Locate every line in the material that contains the word "second" and copy each such line in full.

## begin Information shown

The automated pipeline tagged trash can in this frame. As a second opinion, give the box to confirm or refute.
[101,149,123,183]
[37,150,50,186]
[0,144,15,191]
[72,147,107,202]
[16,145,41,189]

## end Information shown

Solution.
The automated pipeline tagged trash can in this frame. As a second opinion, give the box to confirm or refute.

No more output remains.